» **TRY IT**
In the listing below, find the line containing "Query: white headscarf" and the line containing "# locate the distant". Repeat exactly those two lines and every line between them, nothing more.

» **TASK INPUTS**
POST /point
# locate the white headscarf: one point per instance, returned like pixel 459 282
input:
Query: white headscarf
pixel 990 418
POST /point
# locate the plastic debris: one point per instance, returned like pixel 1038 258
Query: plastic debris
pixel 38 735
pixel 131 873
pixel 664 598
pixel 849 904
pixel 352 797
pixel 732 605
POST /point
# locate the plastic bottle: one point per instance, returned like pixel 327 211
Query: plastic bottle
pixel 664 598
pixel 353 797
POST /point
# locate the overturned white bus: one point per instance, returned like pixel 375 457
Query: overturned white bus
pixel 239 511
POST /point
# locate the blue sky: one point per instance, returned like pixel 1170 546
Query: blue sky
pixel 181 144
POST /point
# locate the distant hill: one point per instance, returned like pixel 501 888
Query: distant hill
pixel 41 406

» **COMPLETED EXERCISE**
Query: white headscarf
pixel 990 418
POST /point
# locate the plastic debris: one point per instance, returned like pixel 1038 258
Query: plastic debris
pixel 38 735
pixel 131 873
pixel 664 598
pixel 849 904
pixel 352 797
pixel 732 605
POST /point
# locate the plastic bottle: one point per instance, returned like pixel 327 211
Query: plastic bottle
pixel 664 598
pixel 353 797
POST /point
# locate the overturned white bus: one point per instance, returned like pixel 375 457
Query: overturned white bus
pixel 239 511
POST /point
# locate the blue sky: one point per instance, returned like pixel 1170 546
Query: blue sky
pixel 181 144
POST /point
# locate the distant hill: one point per instance, returned like pixel 501 888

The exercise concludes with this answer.